**FRAGMENTO DEL TEXTO:**
El progresismo se caracteriza por tomar un principio como bandera, deformarlo y convertirlo en algo irreconocible, cuando no opuesto. Así sucede en su negociado feminista. Lo que empezó siendo una reivindicación tan legítima y loable como la igualdad de derechos se convirtió, por influjo del marxismo, en una teoría de la lucha de sexos. Y esta teoría ha tenido un éxito aplastante.
Hoy es dogma de fe que las diferencias sociales entre hombres y mujeres (el “techo de cristal”, la “brecha salarial”, etc.) son consecuencia de un ancestral dominio de los primeros sobre las segundas, y no de las distintas prioridades e inclinaciones que ellas manifiestan espontáneamente. Y es dogma de fe también que las decenas de feminicidios que se producen anualmente en un país como el nuestro, cometidos por parejas o exparejas masculinas, son producto de una cultura machista que se resiste a desaparecer.
Los asesinatos machistas existen, por cierto, pero en su gran mayoría se perpetran en culturas como la musulmana, donde son conocidos como “crímenes de honor”. Entre los nativos del Occidente desarrollado, es poco probable que el hombre que mata a su mujer o exmujer se halle espoleado por una ideología de ese tipo, como tampoco quien atraca un banco necesita autojustificarse con ideas anticapitalistas, aunque algún caso se haya dado.

**DATOS PROPORCIONADOS:**
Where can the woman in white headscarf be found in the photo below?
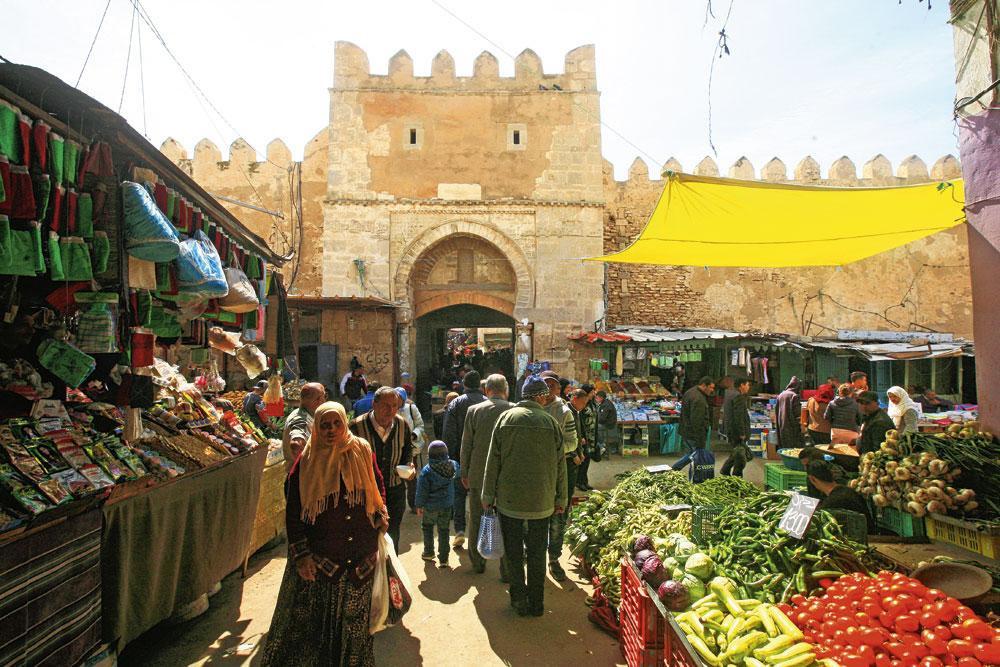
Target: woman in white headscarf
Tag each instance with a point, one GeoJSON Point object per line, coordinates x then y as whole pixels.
{"type": "Point", "coordinates": [903, 410]}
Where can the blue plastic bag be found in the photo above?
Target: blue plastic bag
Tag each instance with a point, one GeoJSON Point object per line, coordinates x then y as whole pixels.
{"type": "Point", "coordinates": [199, 269]}
{"type": "Point", "coordinates": [490, 543]}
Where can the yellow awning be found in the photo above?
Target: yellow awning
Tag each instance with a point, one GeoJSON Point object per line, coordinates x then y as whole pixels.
{"type": "Point", "coordinates": [703, 221]}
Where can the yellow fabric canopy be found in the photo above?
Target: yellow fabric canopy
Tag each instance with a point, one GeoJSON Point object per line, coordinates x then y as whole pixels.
{"type": "Point", "coordinates": [703, 221]}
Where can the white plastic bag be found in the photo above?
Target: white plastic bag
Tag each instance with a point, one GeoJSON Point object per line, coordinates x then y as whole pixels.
{"type": "Point", "coordinates": [379, 611]}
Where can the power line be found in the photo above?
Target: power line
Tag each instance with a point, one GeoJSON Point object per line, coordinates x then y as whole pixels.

**REQUISITOS:**
a) Traduce al inglés esta oración del texto sobre el feminismo: «Y esta teoría ha tenido un éxito aplastante.»
b) Redacta la continuación del texto sobre el feminismo a partir de su última oración.

**RESULTADOS DEL EJERCICIO:**
a) And this theory has been an overwhelming success.

b)
Pero lo más importante es que no hay, en nuestra civilización, algo así como una relativa comprensión o disculpa social del asesinato de una mujer, por motivos “pasionales”. Incluso es sumamente discutible que en el pasado hubiera más feminicidios, porque las concepciones sobre el «honor» quedaban en gran parte compensadas con otras de origen caballeresco y, por supuesto, cristiano, hoy menospreciadas por el progresismo. No podemos decir honestamente y a priori que un sujeto capaz de matar a su pareja o expareja, porque ésta ha decidido romper la relación, o por otro motivo, se sienta amparado mínimamente por una mentalidad machista generalizada.
Sin embargo, entre las autoridades y los creadores de opinión se ha instaurado una especie de histeria colectiva que recuerda a las cazas de brujas de siglos pasados, cuando determinadas actividades, como el curanderismo o la magia, eran catalogadas sistemáticamente como de carácter diabólico, lo que desencadenaba crueles persecuciones.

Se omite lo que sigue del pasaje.